_Document text_.

The Berkeley Tribe was a radical counterculture underground newspaper published in Berkeley, California from 1969 to 1972. It was formed after a bitter staff dispute with publisher Max Scherr split the nationally known Berkeley Barb into new competing underground weeklies. In July 1969 some 40 editorial and production staff with the Barb went on strike for three weeks, then started publishing the Berkeley Tribe as a rival paper, after first printing an interim issue called Barb on Strike to discuss the strike issues with the readership. They incorporated as Red Mountain Tribe, named after a popular brand of cheap California wine.

Berkeley Tribe quickly positioned itself as more radical, counter-cultural and politically astute than Scherr's Barb; it soon became more successful, surpassing an initial press run of 20,000 reaching a high point of 60,000 copies by the spring of 1970, according to the Audit Bureau of Circulations. The Tribe was published weekly from early July 1969 until May 1972; by that time the feminist-run newspaper went biweekly for its final issues, folding in May. Like the Barb it was sold on the streets of Berkeley, Oakland and San Francisco by hippie street vendors; all staff were paid weekly with 100 copies which they too sold. Tribe was a member of the Underground Press Syndicate (UPS)—core staff were also involved with the start of UPS—and Liberation News Service.

_Problems to work on_.
• A. Reproduce the portion of the Berkeley Tribe passage that begins with the words "The Berkeley Tribe was" and ends with "cheap California wine.".
• B. According to the Berkeley Tribe passage, under what name did the striking staff incorporate?
• C. Extend the passage about the Berkeley Tribe newspaper, starting right after its final sentence.
The data that comes next is separate material and is not part of the Berkeley Tribe passage.

_Collected material_.
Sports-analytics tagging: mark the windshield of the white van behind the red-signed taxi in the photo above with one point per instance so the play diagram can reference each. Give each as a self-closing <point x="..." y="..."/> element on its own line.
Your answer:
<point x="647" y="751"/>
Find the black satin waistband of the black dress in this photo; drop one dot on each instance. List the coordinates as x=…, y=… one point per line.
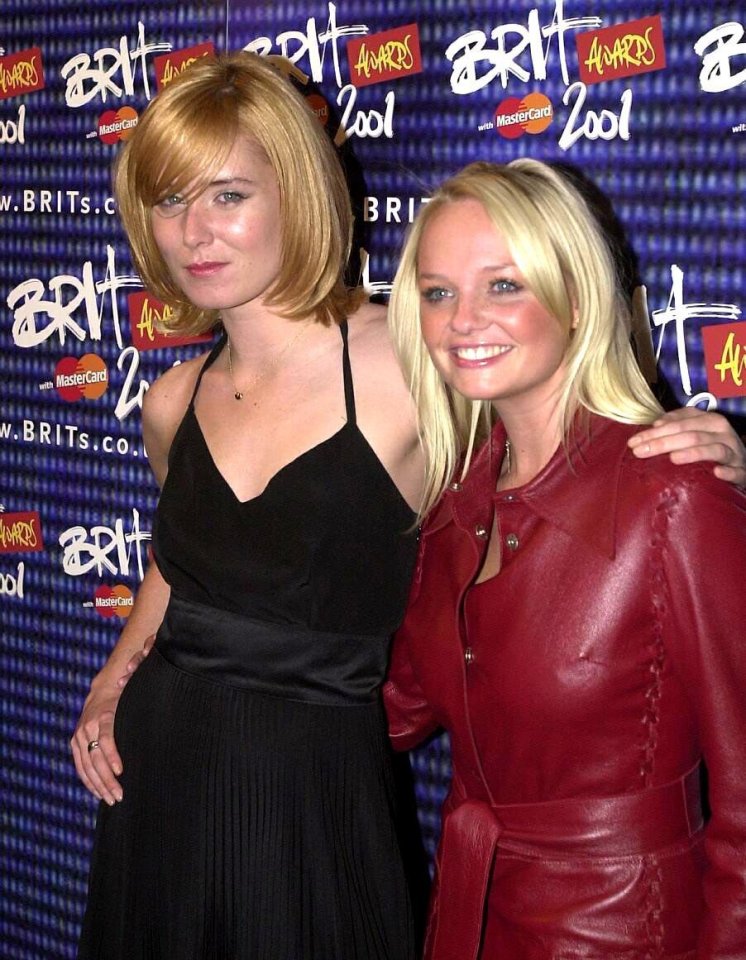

_Task answers_.
• A.
The Berkeley Tribe was a radical counterculture underground newspaper published in Berkeley, California from 1969 to 1972. It was formed after a bitter staff dispute with publisher Max Scherr split the nationally known Berkeley Barb into new competing underground weeklies. In July 1969 some 40 editorial and production staff with the Barb went on strike for three weeks, then started publishing the Berkeley Tribe as a rival paper, after first printing an interim issue called Barb on Strike to discuss the strike issues with the readership. They incorporated as Red Mountain Tribe, named after a popular brand of cheap California wine.

• B. Red Mountain Tribe

• C.
Original contributions included cartoons by Robert Crumb, Gilbert Shelton and Spain Rodriguez; news covers and illustrations by Stanley Mouse, Rick Griffin, Victor Moscoso, Matthew Steen and Gary Grimshaw; poetry and prose from Marge Piercy and Diane DiPrima; feminist writings by Jane Alpert and Robin Morgan; and original works by William Burroughs, Gary Snyder, Timothy Leary, John Sinclair and Baba Ram Dass, and photographs by Stephen Shames and Alan Copeland.